THE PROBLEM: Copy exactly the run of lines that begins at the line with "Mark every instance of the angular" and ends at the final line of the entries.

MATERIAL FOR THE TASK:
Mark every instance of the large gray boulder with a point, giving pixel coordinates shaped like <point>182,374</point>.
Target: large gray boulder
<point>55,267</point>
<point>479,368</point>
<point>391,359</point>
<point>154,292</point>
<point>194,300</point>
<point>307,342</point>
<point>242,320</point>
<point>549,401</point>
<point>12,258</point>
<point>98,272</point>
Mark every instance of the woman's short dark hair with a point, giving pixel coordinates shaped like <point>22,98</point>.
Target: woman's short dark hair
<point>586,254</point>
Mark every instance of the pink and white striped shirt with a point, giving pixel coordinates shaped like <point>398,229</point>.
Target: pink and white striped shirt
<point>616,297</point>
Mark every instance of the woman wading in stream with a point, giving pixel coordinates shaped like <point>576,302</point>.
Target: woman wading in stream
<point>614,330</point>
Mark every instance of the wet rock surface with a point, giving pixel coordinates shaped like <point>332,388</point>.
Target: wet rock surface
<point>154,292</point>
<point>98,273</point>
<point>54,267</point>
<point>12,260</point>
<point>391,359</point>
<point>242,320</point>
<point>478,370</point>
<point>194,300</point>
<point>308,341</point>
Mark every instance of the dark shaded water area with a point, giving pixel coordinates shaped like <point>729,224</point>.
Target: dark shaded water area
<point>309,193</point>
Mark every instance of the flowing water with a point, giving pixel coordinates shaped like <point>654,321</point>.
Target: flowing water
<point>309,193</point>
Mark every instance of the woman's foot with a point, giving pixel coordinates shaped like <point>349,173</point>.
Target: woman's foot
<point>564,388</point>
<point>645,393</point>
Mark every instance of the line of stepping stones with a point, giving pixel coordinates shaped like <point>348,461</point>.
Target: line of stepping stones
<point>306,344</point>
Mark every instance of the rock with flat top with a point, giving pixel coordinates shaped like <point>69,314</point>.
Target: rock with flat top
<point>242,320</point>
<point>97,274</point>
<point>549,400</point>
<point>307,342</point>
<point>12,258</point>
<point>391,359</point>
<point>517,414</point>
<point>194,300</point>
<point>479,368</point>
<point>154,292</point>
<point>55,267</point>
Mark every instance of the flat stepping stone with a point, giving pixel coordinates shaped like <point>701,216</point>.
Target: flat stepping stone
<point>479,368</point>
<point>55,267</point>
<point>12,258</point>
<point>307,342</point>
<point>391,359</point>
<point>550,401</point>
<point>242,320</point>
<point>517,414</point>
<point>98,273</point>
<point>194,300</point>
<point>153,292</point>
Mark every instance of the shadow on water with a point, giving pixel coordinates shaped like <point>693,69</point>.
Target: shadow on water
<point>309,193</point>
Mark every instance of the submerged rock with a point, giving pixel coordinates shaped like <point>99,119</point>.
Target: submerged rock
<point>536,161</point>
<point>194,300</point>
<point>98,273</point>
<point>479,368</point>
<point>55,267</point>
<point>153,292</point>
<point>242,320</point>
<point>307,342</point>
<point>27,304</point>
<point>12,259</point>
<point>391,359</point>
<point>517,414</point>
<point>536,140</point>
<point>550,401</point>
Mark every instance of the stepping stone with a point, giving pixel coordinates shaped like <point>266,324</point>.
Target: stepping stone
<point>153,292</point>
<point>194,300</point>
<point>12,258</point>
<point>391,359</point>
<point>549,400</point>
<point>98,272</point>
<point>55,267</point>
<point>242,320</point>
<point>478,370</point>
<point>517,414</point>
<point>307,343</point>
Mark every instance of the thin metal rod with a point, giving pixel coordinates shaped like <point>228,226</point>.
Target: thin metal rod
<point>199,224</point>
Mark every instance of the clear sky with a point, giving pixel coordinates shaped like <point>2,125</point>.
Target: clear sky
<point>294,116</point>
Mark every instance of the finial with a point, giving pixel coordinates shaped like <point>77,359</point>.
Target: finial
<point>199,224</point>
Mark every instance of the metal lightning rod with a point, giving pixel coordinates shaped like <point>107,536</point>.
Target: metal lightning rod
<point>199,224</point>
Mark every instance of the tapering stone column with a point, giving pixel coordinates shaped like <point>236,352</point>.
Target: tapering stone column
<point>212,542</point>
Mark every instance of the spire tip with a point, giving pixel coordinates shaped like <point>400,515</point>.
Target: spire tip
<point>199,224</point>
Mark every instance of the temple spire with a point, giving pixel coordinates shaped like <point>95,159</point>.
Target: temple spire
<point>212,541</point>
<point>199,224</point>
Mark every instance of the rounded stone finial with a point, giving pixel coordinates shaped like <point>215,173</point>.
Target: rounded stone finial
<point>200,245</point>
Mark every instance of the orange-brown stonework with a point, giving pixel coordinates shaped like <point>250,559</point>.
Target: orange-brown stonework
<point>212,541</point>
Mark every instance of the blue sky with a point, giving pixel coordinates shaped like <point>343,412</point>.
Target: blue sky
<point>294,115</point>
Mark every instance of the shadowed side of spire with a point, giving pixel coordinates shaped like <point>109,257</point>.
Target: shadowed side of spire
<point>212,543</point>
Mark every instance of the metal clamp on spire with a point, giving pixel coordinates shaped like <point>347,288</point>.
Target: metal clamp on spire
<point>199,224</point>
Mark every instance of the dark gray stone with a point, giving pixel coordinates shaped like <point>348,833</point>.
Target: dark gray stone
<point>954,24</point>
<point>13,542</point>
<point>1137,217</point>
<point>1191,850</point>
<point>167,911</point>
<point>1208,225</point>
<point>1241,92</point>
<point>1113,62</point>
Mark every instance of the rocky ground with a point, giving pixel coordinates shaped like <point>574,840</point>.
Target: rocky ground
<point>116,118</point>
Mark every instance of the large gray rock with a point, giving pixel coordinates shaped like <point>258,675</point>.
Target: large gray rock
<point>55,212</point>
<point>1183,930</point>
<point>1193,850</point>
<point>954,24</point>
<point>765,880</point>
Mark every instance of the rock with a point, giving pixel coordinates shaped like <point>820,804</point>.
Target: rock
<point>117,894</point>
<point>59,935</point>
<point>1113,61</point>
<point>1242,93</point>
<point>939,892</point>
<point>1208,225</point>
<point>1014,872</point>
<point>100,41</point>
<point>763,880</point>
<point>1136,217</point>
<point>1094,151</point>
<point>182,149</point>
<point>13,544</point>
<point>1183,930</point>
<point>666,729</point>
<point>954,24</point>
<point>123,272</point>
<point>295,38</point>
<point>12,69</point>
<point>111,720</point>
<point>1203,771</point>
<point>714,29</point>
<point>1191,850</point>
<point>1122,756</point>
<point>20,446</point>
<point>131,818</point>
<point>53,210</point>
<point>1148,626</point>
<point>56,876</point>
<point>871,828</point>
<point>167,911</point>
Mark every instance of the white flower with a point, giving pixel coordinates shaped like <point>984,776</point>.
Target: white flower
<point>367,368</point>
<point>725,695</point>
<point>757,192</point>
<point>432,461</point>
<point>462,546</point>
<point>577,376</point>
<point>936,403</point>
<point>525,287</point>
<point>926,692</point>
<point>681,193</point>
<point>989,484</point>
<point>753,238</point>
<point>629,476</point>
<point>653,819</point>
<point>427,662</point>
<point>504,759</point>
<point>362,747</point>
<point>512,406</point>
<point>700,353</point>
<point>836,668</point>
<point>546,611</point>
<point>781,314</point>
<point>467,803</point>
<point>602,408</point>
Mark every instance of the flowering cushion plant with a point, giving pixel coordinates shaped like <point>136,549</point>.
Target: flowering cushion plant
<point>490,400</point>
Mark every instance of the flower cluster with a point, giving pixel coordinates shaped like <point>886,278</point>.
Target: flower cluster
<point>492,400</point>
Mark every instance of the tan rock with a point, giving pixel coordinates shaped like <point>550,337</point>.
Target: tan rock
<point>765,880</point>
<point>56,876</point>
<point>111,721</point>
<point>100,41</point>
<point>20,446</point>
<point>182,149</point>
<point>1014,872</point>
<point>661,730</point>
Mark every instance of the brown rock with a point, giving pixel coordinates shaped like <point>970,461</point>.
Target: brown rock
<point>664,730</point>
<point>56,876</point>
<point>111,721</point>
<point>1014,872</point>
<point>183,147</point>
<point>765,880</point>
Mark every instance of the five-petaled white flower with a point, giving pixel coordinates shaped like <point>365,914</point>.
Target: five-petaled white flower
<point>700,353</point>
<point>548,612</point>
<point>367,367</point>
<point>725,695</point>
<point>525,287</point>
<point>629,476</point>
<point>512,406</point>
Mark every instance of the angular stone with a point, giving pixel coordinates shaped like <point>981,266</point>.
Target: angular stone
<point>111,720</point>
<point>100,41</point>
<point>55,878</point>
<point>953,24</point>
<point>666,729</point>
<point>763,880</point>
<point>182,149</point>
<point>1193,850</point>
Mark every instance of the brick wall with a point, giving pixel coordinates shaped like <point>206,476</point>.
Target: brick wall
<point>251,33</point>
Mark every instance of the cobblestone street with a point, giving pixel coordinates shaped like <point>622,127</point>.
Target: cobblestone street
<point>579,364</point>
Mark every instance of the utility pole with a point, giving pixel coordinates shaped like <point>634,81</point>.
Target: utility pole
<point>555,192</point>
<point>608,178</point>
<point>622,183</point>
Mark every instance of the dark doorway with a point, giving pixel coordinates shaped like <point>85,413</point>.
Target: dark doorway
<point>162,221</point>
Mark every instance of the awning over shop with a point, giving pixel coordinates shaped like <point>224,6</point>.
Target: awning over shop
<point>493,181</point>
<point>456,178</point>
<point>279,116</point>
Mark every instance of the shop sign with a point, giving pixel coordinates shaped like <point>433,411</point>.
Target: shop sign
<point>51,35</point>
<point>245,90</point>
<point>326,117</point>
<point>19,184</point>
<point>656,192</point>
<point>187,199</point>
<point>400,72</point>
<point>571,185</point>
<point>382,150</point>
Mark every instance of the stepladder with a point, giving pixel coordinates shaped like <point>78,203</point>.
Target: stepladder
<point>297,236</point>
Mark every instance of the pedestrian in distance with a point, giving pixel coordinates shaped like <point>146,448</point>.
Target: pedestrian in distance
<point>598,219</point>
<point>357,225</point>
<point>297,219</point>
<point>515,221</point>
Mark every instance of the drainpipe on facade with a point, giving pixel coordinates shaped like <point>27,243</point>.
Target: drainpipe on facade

WORKED ANSWER:
Mark every instance of the angular stone with a point, giving pixel coordinates shaped like <point>981,266</point>.
Target: angular stone
<point>111,720</point>
<point>100,41</point>
<point>55,878</point>
<point>953,24</point>
<point>666,729</point>
<point>763,880</point>
<point>182,149</point>
<point>1193,850</point>
Mark every instance of the brick wall with a point, giving pixel coordinates shaped like <point>206,476</point>.
Target: brick wall
<point>251,33</point>
Mark every instance of the cobblestone street with a point, giving pixel coordinates shaped like <point>622,127</point>.
Target: cobblestone street
<point>579,364</point>
Mark every instance of the utility pole with a point, giving pixel coordinates shaped like <point>634,81</point>.
Target: utility pole
<point>555,192</point>
<point>608,178</point>
<point>622,183</point>
Mark every instance of the dark doorway with a point, giving pixel coordinates shaped like <point>85,413</point>.
Target: dark doorway
<point>162,221</point>
Mark every instance of the awning over shop with a point, giving pixel coordinates shaped like <point>224,6</point>.
Target: awning over shop
<point>493,181</point>
<point>456,178</point>
<point>279,116</point>
Mark every instance of the shop sign with a point, giving pixel coordinates shaped like <point>433,411</point>.
Target: shop sign
<point>51,35</point>
<point>245,90</point>
<point>326,117</point>
<point>19,184</point>
<point>656,192</point>
<point>187,199</point>
<point>400,72</point>
<point>571,185</point>
<point>382,150</point>
Mark every instance of the stepladder with a point, giving pixel coordinates shaped like <point>78,203</point>.
Target: stepladder
<point>297,236</point>
Mark every instance of the pedestrian in distance with a point, giving pixel coordinates shaped like <point>146,448</point>.
Target: pedestrian in distance
<point>598,219</point>
<point>357,225</point>
<point>297,219</point>
<point>515,221</point>
Mark every instance of the drainpipe on facade with a point, giving pixel coordinates shaped like <point>27,243</point>.
Target: drainpipe on facade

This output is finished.